**WHAT YOU HAVE TO DO**
The word "hand" marks the lines to keep; find each one in the data and copy it.

Referring expression pointing data:

********************

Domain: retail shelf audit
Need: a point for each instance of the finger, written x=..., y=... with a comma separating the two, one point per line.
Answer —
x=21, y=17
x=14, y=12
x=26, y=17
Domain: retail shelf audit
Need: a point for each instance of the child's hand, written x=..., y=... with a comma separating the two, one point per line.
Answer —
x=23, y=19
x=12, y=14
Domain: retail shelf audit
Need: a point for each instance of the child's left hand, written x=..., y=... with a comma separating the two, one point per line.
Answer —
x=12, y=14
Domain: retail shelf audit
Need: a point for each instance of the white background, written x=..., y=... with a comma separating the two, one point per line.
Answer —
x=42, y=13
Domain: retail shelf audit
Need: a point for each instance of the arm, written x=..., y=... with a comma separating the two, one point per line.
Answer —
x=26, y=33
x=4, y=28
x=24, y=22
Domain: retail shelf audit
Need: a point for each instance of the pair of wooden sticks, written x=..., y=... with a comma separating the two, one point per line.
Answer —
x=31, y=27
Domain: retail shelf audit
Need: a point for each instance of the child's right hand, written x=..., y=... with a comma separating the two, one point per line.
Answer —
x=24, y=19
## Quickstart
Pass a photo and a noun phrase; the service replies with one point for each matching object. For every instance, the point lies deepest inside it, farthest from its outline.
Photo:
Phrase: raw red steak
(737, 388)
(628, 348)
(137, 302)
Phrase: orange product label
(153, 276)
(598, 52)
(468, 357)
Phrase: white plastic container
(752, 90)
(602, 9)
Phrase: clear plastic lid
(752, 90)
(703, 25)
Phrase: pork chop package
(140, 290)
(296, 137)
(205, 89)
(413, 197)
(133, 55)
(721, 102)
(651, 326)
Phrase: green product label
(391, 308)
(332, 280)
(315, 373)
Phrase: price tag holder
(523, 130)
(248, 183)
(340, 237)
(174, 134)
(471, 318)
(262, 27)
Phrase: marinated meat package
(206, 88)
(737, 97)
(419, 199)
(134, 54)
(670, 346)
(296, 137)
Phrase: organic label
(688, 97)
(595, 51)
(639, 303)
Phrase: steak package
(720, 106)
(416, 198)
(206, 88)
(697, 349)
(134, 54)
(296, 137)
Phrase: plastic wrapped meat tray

********************

**OUTPUT FOR THIS TASK**
Need: a point for each instance of the child's hand, written x=..., y=... with a comma separating the two, one point per line.
Need: a point for each instance of the child's left hand, written x=..., y=... with a comma separating the two, one point per line.
Need: a point for each instance of the child's right hand, written x=..., y=... with a comma separating the two, one point per line.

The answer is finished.